╭─ SUPPLIED RECORDS

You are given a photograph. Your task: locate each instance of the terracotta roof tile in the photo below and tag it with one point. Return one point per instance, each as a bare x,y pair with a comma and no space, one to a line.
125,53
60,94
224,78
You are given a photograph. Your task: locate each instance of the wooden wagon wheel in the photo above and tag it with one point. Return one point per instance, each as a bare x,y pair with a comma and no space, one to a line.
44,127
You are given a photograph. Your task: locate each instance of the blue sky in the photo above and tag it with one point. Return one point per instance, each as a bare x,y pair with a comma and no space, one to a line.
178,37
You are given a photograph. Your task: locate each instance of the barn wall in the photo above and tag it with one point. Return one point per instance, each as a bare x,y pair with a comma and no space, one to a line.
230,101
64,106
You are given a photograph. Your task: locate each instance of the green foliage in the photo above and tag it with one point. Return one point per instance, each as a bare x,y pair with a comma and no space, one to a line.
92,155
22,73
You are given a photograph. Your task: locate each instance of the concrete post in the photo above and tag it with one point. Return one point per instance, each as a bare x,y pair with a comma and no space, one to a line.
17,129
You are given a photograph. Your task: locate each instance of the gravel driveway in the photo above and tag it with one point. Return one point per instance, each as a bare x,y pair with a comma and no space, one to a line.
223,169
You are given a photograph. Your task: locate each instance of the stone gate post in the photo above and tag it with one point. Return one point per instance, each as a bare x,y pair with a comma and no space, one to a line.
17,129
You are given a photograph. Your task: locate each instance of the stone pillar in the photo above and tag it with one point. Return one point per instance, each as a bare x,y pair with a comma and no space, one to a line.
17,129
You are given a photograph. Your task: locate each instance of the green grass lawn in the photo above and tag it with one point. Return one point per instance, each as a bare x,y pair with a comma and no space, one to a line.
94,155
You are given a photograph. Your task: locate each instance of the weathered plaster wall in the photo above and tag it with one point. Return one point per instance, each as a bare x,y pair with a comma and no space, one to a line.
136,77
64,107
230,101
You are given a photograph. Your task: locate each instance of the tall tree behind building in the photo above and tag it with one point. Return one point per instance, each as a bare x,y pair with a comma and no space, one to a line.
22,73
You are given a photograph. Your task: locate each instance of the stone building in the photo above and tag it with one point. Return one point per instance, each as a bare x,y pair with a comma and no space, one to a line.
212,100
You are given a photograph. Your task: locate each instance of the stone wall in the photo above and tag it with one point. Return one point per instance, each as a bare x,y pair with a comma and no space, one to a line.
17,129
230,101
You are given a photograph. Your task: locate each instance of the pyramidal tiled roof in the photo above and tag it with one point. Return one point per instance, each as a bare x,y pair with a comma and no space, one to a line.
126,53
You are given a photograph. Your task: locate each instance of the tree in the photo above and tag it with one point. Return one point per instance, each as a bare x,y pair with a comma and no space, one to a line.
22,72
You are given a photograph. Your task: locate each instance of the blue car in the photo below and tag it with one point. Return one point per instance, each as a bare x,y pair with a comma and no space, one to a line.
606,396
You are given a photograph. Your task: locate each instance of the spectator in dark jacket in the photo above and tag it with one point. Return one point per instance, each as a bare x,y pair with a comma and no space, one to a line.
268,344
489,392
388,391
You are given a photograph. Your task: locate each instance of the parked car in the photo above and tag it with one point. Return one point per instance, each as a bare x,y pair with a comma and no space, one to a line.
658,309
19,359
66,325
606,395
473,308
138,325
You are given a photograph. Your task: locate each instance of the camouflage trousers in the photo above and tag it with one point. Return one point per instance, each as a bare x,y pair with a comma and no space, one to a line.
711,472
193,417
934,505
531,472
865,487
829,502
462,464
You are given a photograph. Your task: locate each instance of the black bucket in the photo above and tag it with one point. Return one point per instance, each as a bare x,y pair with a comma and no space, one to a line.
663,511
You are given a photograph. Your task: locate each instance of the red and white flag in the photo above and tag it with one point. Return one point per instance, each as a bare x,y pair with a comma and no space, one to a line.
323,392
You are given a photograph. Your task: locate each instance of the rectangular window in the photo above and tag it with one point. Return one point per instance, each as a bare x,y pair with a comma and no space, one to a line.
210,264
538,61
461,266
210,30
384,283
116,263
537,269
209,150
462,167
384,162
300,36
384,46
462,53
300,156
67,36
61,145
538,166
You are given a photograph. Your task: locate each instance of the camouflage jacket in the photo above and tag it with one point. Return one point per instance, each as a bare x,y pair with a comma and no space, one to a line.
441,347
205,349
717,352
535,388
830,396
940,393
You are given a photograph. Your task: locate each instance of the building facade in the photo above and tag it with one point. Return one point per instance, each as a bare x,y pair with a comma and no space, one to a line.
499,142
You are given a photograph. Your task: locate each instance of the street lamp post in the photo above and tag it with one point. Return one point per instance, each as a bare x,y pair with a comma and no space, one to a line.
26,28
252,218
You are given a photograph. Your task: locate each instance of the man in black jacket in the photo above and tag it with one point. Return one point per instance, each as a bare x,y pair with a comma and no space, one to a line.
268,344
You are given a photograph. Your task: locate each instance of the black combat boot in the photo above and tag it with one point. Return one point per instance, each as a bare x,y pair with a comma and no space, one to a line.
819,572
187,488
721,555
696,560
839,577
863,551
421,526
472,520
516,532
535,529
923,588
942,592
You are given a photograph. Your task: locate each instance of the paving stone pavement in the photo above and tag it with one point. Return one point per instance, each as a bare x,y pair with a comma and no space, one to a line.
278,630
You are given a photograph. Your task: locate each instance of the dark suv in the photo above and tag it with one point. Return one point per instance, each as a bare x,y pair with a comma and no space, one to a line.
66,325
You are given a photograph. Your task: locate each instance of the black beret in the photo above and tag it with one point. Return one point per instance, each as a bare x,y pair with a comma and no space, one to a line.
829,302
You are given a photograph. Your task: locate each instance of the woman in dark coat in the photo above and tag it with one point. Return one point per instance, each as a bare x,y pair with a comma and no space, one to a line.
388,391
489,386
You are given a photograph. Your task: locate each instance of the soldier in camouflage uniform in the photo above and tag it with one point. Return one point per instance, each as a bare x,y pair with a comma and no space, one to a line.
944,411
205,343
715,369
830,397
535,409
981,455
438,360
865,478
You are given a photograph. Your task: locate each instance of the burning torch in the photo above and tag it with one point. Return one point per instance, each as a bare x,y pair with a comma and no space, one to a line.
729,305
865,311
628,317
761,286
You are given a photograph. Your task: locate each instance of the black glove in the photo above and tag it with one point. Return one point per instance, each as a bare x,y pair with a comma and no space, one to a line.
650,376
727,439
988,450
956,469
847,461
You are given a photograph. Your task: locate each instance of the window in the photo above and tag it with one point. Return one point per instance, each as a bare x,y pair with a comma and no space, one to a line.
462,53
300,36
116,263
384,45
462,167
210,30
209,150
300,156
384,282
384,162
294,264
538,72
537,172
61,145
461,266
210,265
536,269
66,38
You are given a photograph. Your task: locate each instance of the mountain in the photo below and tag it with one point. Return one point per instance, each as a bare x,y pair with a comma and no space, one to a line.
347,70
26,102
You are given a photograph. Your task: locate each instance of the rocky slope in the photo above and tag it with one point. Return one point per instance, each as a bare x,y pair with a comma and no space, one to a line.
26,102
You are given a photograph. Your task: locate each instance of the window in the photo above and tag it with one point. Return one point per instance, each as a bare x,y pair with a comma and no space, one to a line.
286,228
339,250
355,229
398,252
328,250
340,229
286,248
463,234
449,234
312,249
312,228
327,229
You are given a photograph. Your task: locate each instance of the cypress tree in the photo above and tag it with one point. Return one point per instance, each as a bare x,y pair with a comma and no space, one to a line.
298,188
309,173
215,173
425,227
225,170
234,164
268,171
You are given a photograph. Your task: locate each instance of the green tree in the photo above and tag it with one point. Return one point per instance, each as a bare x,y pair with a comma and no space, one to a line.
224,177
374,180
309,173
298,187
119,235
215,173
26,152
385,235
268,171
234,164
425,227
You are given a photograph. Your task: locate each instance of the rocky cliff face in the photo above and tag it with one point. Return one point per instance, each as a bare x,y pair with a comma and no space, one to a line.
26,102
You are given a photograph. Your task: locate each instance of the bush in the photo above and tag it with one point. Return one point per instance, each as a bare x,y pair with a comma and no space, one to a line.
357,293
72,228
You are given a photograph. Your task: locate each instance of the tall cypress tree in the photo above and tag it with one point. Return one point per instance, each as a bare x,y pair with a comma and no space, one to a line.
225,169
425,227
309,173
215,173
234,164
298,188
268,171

╰─

### PROBLEM REQUIREMENTS
Reproduce the data above word for word, starting at the line that contains "of the bush" and stopping after the final line of the data.

### THE RESPONSE
You are given a photograph. Your task: locate each instance of the bush in the photo above and tag it with one point. Return one point per instance, each as a bare x,y pair with a comma and no space, one to a line.
357,293
72,228
You are given a photograph. Your task: locate each instance of the tall cypress tree in the photo above and tag it with one point. Return one point per instance, each as a bare x,y pair with a comma and no space, one to a line.
225,169
425,227
309,173
215,173
234,164
298,188
268,171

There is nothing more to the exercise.